Prompt: Continue the passage on hidden righteousness in the Sermon on the Mount from its final line.

Whendiscussing the hidden righteousness propounded in the Sermon on
the Mount, he writes:
No, they [the scribes] would
say, genuine obedience and humility are only to be found in the
ordinary, the commonplace, and the hidden. Had Jesus urged
his disciples to return to their own kith and kin, back to duty and
calling, back to the obedience of the law as the scribes expounded
it, they would then have known that he was devout, humble and
obedient. He would then have given his disciples an inspiring
incentive to deeper devotion and stricter obedience. He would
have taught what the scribes knew already, what they would gladly
have heard him emphasize in his preaching, namely that true
devotion and righteousness consist not merely in outward behaviour,
but in the disposition of the heart, and conversely not only in the
disposition of the heart, but also in concrete action. * * * The
disciples are told that they can possess the 'extraordinary' only
so long as they are reflective: they must beware how they use it,
and never fulfil it simply for its own sake, or for the sake of
ostentation. The better righteousness of the disciples must
have a motive which lies beyond itself. Of course it has to
be visible, but they must take care that it does not become visible
simply for the sake of becoming visible. * * * We have to take heed
that we do not take heed of our own righteousness. Otherwise
the 'extraordinary' which we achieve will not be that which comes
from following Christ, but that which springs from our own will and
desire. (The Cost of Discipleship, New York: Touchstone,
1995: pp. 156, 157, 158)

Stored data
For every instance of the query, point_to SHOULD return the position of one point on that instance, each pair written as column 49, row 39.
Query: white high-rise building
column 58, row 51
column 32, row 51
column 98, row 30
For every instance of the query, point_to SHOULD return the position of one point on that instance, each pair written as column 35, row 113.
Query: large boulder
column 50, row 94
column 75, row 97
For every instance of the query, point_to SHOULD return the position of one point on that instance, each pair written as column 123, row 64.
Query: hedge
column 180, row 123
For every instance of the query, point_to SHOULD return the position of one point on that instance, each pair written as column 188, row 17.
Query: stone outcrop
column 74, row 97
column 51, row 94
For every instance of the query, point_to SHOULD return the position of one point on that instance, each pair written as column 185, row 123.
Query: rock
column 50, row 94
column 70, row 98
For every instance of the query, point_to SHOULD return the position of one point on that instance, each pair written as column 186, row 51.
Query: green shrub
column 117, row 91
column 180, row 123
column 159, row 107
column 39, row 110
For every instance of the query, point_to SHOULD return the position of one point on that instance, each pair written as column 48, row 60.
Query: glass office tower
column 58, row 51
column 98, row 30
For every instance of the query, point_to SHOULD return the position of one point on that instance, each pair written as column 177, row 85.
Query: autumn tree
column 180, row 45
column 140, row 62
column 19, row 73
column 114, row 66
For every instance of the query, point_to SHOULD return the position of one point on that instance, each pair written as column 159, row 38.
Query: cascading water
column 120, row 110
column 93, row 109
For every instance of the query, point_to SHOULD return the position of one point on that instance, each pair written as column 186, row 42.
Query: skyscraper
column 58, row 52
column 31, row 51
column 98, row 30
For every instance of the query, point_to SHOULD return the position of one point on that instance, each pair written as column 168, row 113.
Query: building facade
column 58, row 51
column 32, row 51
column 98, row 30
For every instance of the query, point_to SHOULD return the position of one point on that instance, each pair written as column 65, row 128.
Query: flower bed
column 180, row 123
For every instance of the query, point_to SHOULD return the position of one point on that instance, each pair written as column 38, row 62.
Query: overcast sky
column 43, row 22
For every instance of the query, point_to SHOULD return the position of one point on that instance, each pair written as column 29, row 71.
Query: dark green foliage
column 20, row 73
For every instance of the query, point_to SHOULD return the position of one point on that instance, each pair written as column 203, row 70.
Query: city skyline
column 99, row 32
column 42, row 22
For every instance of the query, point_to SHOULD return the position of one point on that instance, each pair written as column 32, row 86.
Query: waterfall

Task output:
[17] "Ugh!" I wrote in the margin, "how would I know the
difference!?" Although theologically I see the point of this
exhortation, pastorally I find myself thinking that this is
precisely the kind of self-scrutiny likely to lead to paralyzing
scrupulosity (incurvatus in se again) that Luther's understanding
of the Gospel was meant to counteract. Can one love the
neighbor, including one's children, and care for them at the
expense of one's love for God? Yet I would argue that the way
to God is not separable from the path of discipleship that sinks us
into our neighbor's need and future. Perhaps it is a blessing
that the vocation of parenthood is so constant in its demands that
it leaves one little time to brood over possible boundary
violations. There can never be too much grace for the work of
parents, and given what Luther calls the stout promises of the
Gospel, there will never be too little either.